*EXTRACT*
+ + + + + + +

Spring 2008 Courses
Seminars for First-Year Students
(First-year students must take one of HNR 175 or 131)
HNR 175: Humanities and Love
Professor Shawn Tucker (Fine Arts)
Meeting time: Monday-Wednesday, 1:40-3:20
General Studies Distribution: Expression
This course will begin with an overview of Humanities, an
overview that will include traditional methods,
periodization, and key "monuments." Students will
learn about the different theoretical approaches used in the
Humanities through explanations, samples, and by trying
their own hand at using them. They will examine the
theme of love in various works of art and
contexts. Finally, they will do a project using two
approaches and one aspect of love on a work of their
choosing.
HNR 131: We the People: Self and Society in the Modern
United States
Professor Tom Henricks (Sociology)
Meeting time: Tuesday-Thursday, 10:30-12:10
General Studies Distribution: Society
C. Wright Mills argued that the task of the
“sociological imagination” is to demonstrate how
the seemingly private lives of persons are connected to the
wider society in which they live. This seminar will
take up Mills’s challenge to understand how and why
visions of selfhood have changed during the last century in
the United States. In particular, the course will
consider the nature of individualism; reflect upon the
varieties of self-experience, especially as influenced by
such factors as age, gender, ethnicity, class, region, and
sexual orientation; and consider whether the different
segments of American society – economics, politics,
religion, sport, media, education, and so forth –
encourage somewhat different visions of selfhood. The
class will work together to develop portraits of diverse
American selves.
Team-Taught Courses for Second-Year Students
HNR 278: Who's Leading Whom? Press, Politics and the
Public During the Cold War
Professors Laura Roselle (Political Science) and
Harlen Makemson (Communications)

+ + + + + + +

*ITEMS*
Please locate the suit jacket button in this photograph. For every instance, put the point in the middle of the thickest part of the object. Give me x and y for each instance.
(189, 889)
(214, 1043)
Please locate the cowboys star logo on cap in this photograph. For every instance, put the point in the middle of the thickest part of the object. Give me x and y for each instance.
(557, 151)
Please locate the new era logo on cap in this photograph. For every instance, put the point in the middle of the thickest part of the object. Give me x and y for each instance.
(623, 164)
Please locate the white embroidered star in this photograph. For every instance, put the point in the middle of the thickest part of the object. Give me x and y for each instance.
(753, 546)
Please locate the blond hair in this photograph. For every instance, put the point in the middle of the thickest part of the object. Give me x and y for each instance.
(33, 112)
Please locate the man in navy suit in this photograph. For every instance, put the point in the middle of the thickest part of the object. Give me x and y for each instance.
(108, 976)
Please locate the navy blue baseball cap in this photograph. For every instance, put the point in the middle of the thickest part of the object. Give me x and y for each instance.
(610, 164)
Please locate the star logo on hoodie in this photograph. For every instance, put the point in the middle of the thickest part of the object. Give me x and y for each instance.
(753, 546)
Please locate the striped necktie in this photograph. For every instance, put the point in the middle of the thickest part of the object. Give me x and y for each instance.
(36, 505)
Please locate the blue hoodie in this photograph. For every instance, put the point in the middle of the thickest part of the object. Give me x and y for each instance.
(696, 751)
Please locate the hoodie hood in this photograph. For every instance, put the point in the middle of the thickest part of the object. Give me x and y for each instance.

+ + + + + + +

Please list every professor named in the course listing, with the department given for each. None of the data is needed for this.

*PROBLEM SOLUTION*
- Shawn Tucker (Fine Arts)
- Tom Henricks (Sociology)
- Laura Roselle (Political Science)
- Harlen Makemson (Communications)